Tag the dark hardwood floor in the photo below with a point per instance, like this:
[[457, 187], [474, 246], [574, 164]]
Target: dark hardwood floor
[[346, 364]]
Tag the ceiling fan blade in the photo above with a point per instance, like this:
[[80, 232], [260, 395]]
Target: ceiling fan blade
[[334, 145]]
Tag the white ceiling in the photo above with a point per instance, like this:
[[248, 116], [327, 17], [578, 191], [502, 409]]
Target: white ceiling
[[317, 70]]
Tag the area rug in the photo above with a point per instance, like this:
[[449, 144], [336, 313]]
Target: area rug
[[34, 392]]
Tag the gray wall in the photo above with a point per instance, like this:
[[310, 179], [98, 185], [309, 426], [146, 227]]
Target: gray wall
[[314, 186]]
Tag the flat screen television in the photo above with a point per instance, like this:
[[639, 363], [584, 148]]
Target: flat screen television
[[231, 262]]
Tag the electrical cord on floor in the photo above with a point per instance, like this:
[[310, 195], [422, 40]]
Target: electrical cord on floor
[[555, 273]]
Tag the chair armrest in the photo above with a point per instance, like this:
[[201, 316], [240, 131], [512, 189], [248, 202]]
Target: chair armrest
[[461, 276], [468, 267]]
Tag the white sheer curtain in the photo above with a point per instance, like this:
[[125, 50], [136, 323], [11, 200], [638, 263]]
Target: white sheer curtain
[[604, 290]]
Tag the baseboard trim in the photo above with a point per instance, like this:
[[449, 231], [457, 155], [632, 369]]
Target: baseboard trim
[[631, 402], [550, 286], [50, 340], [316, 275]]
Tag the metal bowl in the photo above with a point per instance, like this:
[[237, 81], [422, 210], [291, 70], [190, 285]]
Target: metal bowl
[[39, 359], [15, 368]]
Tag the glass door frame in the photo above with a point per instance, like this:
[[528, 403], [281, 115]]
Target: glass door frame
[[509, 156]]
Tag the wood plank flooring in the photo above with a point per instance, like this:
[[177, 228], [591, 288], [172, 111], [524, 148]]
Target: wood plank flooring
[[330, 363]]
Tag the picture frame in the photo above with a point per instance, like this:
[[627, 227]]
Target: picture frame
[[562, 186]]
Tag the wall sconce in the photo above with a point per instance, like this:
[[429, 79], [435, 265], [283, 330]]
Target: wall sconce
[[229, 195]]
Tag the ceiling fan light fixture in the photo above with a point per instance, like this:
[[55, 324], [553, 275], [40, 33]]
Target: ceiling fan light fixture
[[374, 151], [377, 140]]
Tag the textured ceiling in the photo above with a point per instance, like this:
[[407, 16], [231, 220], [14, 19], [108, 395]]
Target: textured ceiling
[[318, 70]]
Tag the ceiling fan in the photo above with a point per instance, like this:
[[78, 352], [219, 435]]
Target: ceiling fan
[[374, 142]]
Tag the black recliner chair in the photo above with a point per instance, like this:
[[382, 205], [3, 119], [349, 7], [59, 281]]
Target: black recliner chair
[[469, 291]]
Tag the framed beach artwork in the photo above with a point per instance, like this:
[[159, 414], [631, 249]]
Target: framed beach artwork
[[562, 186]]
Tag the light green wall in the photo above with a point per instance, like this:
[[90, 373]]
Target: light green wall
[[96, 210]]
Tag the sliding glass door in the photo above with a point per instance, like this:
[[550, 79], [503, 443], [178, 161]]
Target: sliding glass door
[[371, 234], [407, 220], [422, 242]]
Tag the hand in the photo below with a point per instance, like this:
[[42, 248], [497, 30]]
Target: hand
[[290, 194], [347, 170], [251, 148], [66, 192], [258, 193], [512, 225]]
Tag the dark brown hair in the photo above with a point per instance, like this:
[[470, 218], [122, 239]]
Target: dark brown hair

Directions:
Copy, exactly and only, the lines above that begin with the one containing "[[449, 231], [457, 155], [632, 369]]" and finish with the one containing "[[42, 248], [497, 30]]".

Answer to this exercise:
[[449, 231], [457, 155], [632, 369]]
Target: baseboard trim
[[631, 402], [550, 286], [50, 340], [316, 275]]
Tag the metal bowl in the photo above with a point per instance, like this:
[[237, 81], [422, 210], [291, 70], [190, 285]]
Target: metal bowl
[[39, 359], [15, 368]]
Tag the glass door frame in the photo above with a point per instance, like this:
[[528, 403], [281, 115]]
Target: glass door frame
[[509, 156]]
Tag the wood plank flooring in the photo above with a point per instance, like this:
[[177, 228], [591, 288], [172, 111], [524, 148]]
Target: wood plank flooring
[[330, 363]]
Tag the picture frame in the photo above with a point per instance, like this:
[[627, 227]]
Target: picture frame
[[562, 186]]
Tag the wall sconce in the photo above with a point per instance, like this:
[[429, 79], [435, 265], [283, 330]]
Target: wall sconce
[[229, 195]]
Tag the ceiling fan light fixture in the photo above with a point per instance, like this:
[[55, 324], [553, 275], [40, 33]]
Target: ceiling fan light fixture
[[374, 151], [377, 140]]
Tag the textured ceiling in the photo above with a point per instance, like this:
[[407, 16], [231, 220], [14, 19], [108, 395]]
Target: textured ceiling
[[318, 70]]
Tag the ceiling fan in the photo above with a point per instance, like this:
[[78, 352], [219, 435]]
Target: ceiling fan
[[374, 142]]
Tag the black recliner chair in the photo above with a point per instance, like this:
[[382, 205], [3, 119], [349, 7], [59, 281]]
Target: black recliner chair
[[469, 291]]
Tag the framed beach artwork in the photo above with a point per instance, like this:
[[159, 414], [631, 249]]
Target: framed beach artwork
[[562, 186]]
Tag the light green wall in the photo above with a point per instance, like this:
[[90, 373]]
Target: light green wall
[[96, 210]]
Tag the sliding glass door in the photo above with a point per instance, like this:
[[550, 79], [503, 443], [178, 161]]
Target: sliding glass door
[[371, 234], [407, 220], [422, 242]]
Tag the hand in the photo below with a point per instance, like this:
[[42, 248], [497, 30]]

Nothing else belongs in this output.